Recorded data:
◇ ◇ ◇ ◇ ◇ ◇ ◇

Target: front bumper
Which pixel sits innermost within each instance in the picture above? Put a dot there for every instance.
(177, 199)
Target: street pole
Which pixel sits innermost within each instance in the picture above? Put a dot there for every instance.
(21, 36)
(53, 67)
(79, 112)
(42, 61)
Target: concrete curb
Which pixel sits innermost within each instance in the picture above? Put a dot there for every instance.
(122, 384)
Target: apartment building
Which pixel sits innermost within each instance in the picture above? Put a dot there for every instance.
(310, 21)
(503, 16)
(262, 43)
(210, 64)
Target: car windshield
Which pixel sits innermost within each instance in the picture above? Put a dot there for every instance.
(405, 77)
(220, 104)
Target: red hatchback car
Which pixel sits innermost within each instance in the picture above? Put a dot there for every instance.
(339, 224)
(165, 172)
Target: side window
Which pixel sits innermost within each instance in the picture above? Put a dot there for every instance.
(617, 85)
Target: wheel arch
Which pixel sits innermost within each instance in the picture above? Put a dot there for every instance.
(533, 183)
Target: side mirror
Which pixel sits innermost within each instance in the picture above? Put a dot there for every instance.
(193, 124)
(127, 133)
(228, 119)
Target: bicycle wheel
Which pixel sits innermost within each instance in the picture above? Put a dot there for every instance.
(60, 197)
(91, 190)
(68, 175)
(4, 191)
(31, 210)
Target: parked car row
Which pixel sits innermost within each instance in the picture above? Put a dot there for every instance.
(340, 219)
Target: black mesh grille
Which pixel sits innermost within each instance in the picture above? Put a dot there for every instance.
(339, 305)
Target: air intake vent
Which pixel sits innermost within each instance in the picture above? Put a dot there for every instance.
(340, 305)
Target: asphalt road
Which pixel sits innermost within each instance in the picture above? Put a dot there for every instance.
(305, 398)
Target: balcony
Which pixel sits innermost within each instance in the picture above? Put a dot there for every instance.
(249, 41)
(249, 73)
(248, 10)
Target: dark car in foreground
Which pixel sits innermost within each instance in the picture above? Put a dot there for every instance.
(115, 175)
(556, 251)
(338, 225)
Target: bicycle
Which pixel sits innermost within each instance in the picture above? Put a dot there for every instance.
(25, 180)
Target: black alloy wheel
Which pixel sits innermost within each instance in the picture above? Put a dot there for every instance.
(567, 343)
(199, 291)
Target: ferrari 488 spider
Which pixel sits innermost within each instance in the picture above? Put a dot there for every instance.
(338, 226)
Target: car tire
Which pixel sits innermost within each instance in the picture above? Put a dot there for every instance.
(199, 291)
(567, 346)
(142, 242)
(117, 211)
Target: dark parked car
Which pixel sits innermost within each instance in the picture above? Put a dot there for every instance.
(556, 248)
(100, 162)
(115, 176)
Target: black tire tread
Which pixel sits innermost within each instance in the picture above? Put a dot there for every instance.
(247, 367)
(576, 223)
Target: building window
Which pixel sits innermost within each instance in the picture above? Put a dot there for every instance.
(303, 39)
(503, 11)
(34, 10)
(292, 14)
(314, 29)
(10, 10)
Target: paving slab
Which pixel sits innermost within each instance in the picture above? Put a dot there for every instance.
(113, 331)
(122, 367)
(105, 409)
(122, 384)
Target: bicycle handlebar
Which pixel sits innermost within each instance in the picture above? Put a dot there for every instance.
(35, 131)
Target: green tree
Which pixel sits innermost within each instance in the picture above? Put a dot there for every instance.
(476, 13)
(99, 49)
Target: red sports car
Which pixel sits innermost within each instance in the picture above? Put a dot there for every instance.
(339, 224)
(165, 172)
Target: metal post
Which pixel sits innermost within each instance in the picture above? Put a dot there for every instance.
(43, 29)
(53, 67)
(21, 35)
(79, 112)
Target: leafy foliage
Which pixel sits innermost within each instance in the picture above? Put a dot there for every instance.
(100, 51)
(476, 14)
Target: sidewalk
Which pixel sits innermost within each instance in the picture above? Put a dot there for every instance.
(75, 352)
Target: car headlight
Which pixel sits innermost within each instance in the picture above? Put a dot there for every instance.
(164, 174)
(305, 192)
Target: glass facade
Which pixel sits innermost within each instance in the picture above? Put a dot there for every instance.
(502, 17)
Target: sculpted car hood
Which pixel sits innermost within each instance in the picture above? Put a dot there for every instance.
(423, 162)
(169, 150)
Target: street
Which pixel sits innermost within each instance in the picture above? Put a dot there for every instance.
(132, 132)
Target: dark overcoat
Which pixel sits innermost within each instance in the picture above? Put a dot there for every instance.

◇ ◇ ◇ ◇ ◇ ◇ ◇

TASK DIRECTIONS: Every line of the records above where the string "bicycle" is found should be copied.

RESPONSE:
Target: bicycle wheel
Target: bicycle
Target: bicycle handlebar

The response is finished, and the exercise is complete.